### Material for this exercise

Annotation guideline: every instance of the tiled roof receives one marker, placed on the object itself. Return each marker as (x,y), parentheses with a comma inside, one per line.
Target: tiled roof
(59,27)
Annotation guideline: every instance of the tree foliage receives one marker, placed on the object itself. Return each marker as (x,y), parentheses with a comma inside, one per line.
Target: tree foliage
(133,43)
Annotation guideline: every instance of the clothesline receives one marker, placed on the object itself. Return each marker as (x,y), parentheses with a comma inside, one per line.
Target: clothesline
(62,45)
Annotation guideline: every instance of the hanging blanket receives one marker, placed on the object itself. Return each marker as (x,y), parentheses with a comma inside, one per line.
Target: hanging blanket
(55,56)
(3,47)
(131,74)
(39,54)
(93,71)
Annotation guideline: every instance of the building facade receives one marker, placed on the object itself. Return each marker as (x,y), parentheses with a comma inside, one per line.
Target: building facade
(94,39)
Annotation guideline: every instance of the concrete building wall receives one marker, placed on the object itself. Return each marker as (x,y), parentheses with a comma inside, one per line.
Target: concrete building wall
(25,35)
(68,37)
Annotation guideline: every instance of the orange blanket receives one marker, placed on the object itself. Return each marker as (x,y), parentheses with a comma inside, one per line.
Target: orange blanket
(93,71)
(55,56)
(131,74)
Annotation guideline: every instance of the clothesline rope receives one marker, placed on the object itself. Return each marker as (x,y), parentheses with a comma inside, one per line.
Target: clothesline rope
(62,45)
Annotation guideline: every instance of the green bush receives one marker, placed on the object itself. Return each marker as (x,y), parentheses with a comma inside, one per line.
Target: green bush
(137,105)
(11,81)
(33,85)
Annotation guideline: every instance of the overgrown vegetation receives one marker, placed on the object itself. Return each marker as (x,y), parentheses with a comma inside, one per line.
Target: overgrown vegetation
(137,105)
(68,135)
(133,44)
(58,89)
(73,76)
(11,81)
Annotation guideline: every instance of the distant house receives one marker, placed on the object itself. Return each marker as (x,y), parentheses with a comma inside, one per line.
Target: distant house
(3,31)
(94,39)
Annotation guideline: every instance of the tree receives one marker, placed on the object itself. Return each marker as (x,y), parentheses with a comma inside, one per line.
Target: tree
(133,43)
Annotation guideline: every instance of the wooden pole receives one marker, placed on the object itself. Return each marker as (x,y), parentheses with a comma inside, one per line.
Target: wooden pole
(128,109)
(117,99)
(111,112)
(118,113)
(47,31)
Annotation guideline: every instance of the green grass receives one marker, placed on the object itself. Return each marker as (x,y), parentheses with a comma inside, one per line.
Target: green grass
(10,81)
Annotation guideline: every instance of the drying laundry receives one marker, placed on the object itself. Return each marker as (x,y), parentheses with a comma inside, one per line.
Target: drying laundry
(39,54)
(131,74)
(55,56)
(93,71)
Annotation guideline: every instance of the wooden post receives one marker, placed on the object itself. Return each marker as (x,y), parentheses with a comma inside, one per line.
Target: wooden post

### What the task asks
Copy the records. Each line should match exactly.

### Answer to this task
Annotation guideline: every instance of the tiled roof receives one marker, placed on the object itself. Return each marker as (x,y), parentheses with a comma inside, one per line.
Target: tiled roof
(59,27)
Annotation guideline: every instance of the tree foliage receives one marker, placed on the object itself. Return each marker as (x,y), parentheses with a comma inside, one per line.
Target: tree foliage
(133,43)
Annotation guideline: every instance of the clothesline receives one marker, placed on the object itself. Return each marker as (x,y), parentheses with a comma inside, one per line.
Target: clothesline
(62,45)
Annotation guideline: every instance of the hanging blanket receives one marker, placed on the object itself. Return each marker as (x,y), parentheses with a comma inside, one per line.
Target: hanging blanket
(55,56)
(3,47)
(131,74)
(39,54)
(93,71)
Annotation guideline: every instance of the building facade receives one marker, placed on the object itself. Return each marker as (x,y), parentheses with a comma inside, one per line.
Target: building facade
(94,39)
Annotation guideline: every instance of the concrete building wall receives one marker, placed on the object itself. Return each marker as (x,y), parentheses with a comma inside, one per line.
Target: concrete building wall
(25,35)
(68,37)
Annotation guideline: every instance of the orange blanket receives one marker, placed on the object itself. Return each marker as (x,y), parentheses with a comma inside, one per line.
Target: orange blanket
(93,71)
(55,56)
(131,74)
Annotation guideline: every instance of the clothesline rope receives one marker, placed on the object itself. Return each marker as (x,y), parentheses with a comma inside, one per line.
Target: clothesline rope
(62,45)
Annotation guideline: every instance of the green bush receives one marker, placed on the object itself. Return each marker as (x,y), parentheses with a comma inside, one per line.
Target: green bush
(137,105)
(11,81)
(33,85)
Annotation guideline: every instance of the overgrown vegetation receives one marker, placed on the object itself. Return each marker as (x,y), parentheses with a comma inside, one per line.
Target: overgrown vegetation
(137,105)
(68,135)
(133,44)
(58,89)
(73,76)
(11,81)
Annotation guideline: every instance of the distant house receives one marker, placed on the object itself. Return each marker as (x,y), parentheses with a comma inside, one per line.
Target: distant house
(3,31)
(94,39)
Annotation guideline: every instance of the tree receives one marker, placed on the object itself. Return each marker as (x,y), parentheses with a comma inside, one per line.
Target: tree
(133,43)
Annotation guideline: every instance of the wooden pole receives one marker, placed on the object itself. Return each marker as (x,y), parentheses with a comma inside, one per line.
Target: wooden pole
(128,109)
(117,99)
(111,112)
(118,113)
(47,31)
Annotation guideline: every instance of the green grass receives one marker, placed on the object itself. Return each marker as (x,y), parentheses with a comma inside, one per line.
Target: green grass
(10,81)
Annotation guideline: every instance of the drying laundry receives one marker, placed on the object itself. Return each marker as (x,y), parentheses with a comma inside, one per line.
Target: drying laundry
(39,54)
(131,74)
(55,56)
(93,71)
Annotation guideline: every instance of the wooden post receives one marker, placed on the object itself. Return each marker as (x,y), parentheses with a comma inside, one per line.
Target: wooden post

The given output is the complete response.